Stored records

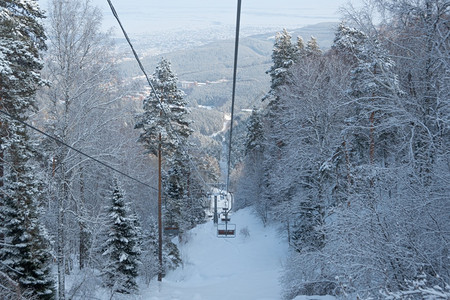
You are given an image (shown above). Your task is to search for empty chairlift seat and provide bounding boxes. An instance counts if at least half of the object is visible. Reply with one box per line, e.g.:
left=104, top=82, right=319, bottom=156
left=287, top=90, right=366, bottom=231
left=217, top=224, right=236, bottom=238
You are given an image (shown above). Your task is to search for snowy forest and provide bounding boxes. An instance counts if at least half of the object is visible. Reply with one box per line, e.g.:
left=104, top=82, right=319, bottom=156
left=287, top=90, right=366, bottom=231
left=0, top=0, right=450, bottom=299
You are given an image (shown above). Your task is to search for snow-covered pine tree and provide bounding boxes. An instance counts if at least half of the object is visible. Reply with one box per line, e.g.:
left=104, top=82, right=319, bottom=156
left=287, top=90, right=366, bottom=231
left=235, top=107, right=265, bottom=209
left=135, top=58, right=192, bottom=268
left=264, top=29, right=299, bottom=106
left=135, top=58, right=192, bottom=157
left=0, top=0, right=55, bottom=299
left=305, top=36, right=322, bottom=56
left=258, top=29, right=300, bottom=222
left=102, top=179, right=142, bottom=294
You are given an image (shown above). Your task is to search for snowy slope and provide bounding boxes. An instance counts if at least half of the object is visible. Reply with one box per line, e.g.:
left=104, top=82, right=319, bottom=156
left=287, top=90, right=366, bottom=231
left=141, top=208, right=288, bottom=300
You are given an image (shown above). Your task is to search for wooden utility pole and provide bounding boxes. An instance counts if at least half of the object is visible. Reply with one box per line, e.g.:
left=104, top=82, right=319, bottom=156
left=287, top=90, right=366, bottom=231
left=158, top=133, right=163, bottom=281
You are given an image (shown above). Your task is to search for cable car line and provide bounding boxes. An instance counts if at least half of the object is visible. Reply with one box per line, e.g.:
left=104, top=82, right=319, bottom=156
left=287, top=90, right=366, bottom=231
left=0, top=110, right=158, bottom=191
left=227, top=0, right=241, bottom=193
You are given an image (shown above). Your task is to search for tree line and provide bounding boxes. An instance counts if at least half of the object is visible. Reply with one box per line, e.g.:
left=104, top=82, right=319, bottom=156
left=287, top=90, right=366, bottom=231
left=234, top=0, right=450, bottom=299
left=0, top=0, right=217, bottom=299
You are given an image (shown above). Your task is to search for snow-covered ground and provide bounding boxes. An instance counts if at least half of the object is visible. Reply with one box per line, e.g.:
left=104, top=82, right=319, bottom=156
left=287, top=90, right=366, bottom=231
left=140, top=208, right=288, bottom=300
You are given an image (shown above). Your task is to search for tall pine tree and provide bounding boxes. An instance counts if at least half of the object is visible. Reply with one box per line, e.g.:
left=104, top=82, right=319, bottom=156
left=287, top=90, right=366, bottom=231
left=103, top=180, right=141, bottom=294
left=0, top=0, right=54, bottom=299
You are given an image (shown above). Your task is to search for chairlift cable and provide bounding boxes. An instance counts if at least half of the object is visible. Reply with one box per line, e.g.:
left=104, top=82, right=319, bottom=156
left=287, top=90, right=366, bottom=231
left=227, top=0, right=241, bottom=193
left=0, top=110, right=158, bottom=191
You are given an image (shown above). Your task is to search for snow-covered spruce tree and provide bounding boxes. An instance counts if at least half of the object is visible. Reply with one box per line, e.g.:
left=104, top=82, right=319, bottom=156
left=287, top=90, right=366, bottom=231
left=258, top=29, right=300, bottom=222
left=34, top=0, right=126, bottom=298
left=0, top=1, right=54, bottom=299
left=235, top=108, right=264, bottom=211
left=102, top=179, right=142, bottom=294
left=135, top=58, right=192, bottom=272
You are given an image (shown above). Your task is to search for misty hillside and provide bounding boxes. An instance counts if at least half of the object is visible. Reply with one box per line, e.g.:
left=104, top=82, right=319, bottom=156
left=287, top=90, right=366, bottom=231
left=121, top=22, right=337, bottom=134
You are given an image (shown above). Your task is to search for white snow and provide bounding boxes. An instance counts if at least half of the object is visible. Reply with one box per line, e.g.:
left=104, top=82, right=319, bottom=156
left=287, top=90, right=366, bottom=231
left=140, top=208, right=288, bottom=300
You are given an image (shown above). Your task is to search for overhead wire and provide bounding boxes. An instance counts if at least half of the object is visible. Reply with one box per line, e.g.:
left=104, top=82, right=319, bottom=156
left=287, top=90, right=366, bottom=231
left=107, top=0, right=207, bottom=185
left=227, top=0, right=241, bottom=193
left=0, top=110, right=158, bottom=191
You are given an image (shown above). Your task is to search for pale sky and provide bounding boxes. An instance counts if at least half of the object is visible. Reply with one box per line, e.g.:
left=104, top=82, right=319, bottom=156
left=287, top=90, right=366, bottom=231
left=38, top=0, right=361, bottom=34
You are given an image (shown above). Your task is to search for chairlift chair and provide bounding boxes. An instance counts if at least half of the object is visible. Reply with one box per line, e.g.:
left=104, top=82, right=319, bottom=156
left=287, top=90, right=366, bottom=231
left=217, top=223, right=236, bottom=238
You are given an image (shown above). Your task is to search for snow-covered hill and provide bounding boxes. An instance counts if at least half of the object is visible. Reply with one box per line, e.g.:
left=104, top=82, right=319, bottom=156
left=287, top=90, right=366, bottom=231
left=141, top=208, right=288, bottom=300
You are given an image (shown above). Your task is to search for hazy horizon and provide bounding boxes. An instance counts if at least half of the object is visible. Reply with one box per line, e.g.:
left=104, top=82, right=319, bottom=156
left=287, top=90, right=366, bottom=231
left=38, top=0, right=360, bottom=34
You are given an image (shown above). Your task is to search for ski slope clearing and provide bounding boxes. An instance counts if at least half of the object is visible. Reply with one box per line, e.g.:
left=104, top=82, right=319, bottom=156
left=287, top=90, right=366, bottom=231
left=141, top=208, right=288, bottom=300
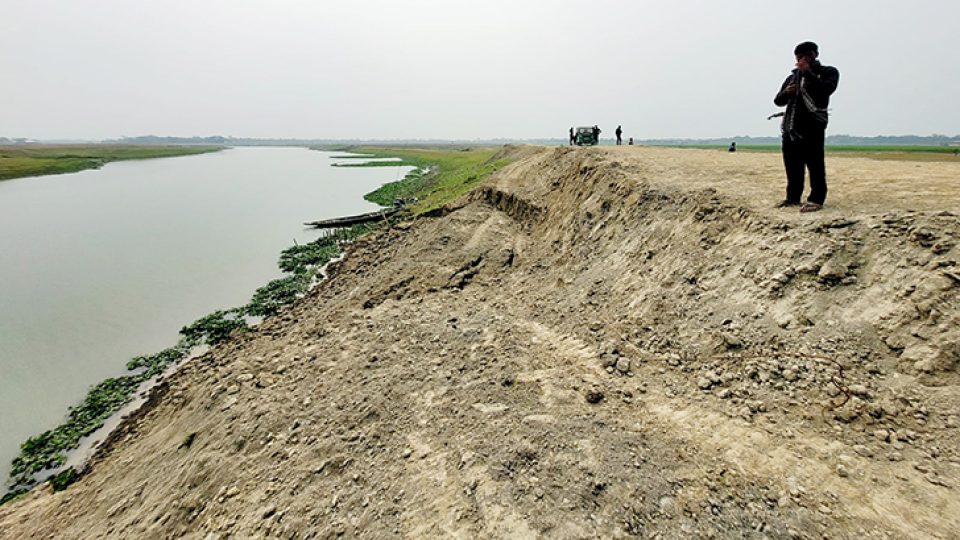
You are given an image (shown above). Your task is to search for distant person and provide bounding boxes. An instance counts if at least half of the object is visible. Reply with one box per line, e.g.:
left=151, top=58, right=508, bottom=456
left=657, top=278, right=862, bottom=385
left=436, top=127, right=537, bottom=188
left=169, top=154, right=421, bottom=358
left=773, top=41, right=840, bottom=212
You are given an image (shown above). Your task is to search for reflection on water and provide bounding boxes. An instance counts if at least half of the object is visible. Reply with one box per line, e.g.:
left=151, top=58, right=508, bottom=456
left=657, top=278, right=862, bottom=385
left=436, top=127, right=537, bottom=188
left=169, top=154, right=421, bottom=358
left=0, top=148, right=409, bottom=472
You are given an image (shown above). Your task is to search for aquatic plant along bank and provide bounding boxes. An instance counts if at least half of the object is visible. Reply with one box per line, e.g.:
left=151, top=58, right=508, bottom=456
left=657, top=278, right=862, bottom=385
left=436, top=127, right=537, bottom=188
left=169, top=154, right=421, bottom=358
left=0, top=147, right=960, bottom=538
left=0, top=148, right=407, bottom=502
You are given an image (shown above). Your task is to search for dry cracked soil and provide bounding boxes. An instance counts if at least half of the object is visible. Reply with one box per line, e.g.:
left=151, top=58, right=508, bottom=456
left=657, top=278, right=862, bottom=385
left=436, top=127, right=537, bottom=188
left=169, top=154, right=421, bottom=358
left=0, top=147, right=960, bottom=539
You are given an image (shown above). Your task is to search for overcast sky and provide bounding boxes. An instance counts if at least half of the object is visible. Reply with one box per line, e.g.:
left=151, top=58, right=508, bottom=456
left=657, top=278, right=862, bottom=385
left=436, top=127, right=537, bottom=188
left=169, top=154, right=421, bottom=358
left=0, top=0, right=960, bottom=139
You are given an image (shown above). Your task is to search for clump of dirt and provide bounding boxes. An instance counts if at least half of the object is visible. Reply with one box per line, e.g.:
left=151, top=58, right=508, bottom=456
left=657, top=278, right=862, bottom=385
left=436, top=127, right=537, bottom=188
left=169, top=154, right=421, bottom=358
left=0, top=147, right=960, bottom=538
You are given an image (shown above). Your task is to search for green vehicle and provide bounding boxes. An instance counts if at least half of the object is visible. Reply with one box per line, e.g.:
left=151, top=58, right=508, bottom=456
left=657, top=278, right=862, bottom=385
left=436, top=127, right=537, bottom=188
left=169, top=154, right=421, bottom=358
left=573, top=127, right=600, bottom=146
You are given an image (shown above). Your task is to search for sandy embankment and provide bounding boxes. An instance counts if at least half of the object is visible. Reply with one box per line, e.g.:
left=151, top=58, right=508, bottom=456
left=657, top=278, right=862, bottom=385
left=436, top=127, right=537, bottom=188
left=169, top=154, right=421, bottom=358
left=0, top=147, right=960, bottom=538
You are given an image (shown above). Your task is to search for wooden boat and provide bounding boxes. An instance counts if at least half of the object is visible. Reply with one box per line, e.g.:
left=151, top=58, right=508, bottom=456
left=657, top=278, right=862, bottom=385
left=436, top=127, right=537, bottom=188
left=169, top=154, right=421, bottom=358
left=304, top=208, right=400, bottom=229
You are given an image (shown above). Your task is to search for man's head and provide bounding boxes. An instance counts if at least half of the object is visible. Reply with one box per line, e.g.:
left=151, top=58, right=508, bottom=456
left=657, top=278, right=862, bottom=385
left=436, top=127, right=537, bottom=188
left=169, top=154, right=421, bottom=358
left=793, top=41, right=820, bottom=63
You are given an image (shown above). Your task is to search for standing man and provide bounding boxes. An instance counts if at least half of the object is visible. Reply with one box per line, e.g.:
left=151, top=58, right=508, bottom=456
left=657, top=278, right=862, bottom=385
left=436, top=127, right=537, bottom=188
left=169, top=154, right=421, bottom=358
left=773, top=41, right=840, bottom=212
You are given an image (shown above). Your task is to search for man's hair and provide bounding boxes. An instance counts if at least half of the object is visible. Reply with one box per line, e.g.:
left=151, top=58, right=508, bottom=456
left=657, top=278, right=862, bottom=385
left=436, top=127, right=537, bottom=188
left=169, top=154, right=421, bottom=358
left=793, top=41, right=820, bottom=56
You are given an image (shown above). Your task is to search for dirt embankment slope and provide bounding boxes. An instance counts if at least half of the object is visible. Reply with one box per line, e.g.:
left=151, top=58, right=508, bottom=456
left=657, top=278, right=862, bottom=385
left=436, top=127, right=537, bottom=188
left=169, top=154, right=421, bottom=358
left=0, top=147, right=960, bottom=538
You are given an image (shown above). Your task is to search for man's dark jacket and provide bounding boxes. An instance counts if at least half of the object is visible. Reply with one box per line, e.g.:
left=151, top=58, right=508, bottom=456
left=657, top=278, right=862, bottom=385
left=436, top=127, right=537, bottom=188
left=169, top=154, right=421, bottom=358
left=773, top=62, right=840, bottom=133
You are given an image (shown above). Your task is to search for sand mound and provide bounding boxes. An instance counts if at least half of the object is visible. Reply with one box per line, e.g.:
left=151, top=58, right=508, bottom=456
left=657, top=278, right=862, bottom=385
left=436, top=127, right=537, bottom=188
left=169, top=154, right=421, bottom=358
left=0, top=147, right=960, bottom=538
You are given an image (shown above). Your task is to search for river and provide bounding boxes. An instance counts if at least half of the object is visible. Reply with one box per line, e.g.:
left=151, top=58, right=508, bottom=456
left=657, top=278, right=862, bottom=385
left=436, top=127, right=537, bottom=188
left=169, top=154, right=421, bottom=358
left=0, top=147, right=409, bottom=476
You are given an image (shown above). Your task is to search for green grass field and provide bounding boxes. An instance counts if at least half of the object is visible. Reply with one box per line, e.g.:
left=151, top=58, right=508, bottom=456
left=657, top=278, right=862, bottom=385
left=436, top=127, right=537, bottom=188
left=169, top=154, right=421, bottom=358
left=0, top=144, right=223, bottom=180
left=316, top=147, right=508, bottom=214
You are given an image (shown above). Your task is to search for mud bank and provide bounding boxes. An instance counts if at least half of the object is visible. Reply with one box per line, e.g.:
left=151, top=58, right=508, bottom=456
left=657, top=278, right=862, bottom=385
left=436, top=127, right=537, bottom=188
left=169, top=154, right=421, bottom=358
left=0, top=147, right=960, bottom=538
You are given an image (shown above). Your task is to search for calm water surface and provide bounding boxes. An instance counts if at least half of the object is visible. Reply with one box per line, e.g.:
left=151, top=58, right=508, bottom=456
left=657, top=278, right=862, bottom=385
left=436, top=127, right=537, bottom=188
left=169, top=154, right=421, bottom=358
left=0, top=148, right=409, bottom=472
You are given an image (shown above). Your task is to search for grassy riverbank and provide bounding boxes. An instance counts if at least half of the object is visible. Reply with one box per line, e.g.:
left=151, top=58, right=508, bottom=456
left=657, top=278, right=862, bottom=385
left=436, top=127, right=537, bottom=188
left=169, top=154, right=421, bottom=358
left=0, top=147, right=508, bottom=503
left=318, top=147, right=508, bottom=214
left=0, top=144, right=224, bottom=180
left=674, top=144, right=960, bottom=163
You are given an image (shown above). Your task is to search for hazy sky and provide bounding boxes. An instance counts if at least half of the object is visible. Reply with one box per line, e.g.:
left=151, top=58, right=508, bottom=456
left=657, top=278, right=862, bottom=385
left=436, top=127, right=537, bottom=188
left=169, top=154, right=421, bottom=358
left=0, top=0, right=960, bottom=139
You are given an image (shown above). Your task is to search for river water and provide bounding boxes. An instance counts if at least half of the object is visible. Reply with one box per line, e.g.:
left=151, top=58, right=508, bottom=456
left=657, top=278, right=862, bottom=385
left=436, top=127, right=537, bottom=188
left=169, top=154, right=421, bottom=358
left=0, top=148, right=409, bottom=476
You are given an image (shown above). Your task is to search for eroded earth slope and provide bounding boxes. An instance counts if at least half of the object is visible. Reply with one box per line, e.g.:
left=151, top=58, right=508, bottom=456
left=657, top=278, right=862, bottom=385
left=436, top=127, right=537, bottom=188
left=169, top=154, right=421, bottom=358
left=0, top=147, right=960, bottom=538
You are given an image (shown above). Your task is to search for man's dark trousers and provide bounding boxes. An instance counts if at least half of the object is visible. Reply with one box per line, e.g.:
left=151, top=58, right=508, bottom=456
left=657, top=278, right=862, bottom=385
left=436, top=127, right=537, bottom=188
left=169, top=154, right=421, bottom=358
left=783, top=129, right=827, bottom=205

> **WHAT NEEDS TO BE DONE**:
Rewrite the lines above as a JSON list of strings, one string per line and with blank lines omitted. Start at the line containing "search for dirt" and end after the line containing "left=773, top=62, right=840, bottom=133".

> **WRITTEN SOLUTION**:
[
  "You are given an image (shown above). Your task is to search for dirt embankment slope and provide bounding boxes. An instance counts if at least half of the object is visible. Reply with one box per line, e.g.:",
  "left=151, top=58, right=508, bottom=456",
  "left=657, top=278, right=862, bottom=385",
  "left=436, top=127, right=537, bottom=188",
  "left=169, top=154, right=421, bottom=358",
  "left=0, top=147, right=960, bottom=538",
  "You are given an image (shown above). Your task is to search for man's dark jacket and provide bounding boxes. An instance counts if at least half of the object is visible. Reply with one box per line, e.g.:",
  "left=151, top=58, right=508, bottom=456",
  "left=657, top=278, right=862, bottom=385",
  "left=436, top=127, right=537, bottom=188",
  "left=169, top=154, right=421, bottom=358",
  "left=773, top=62, right=840, bottom=133"
]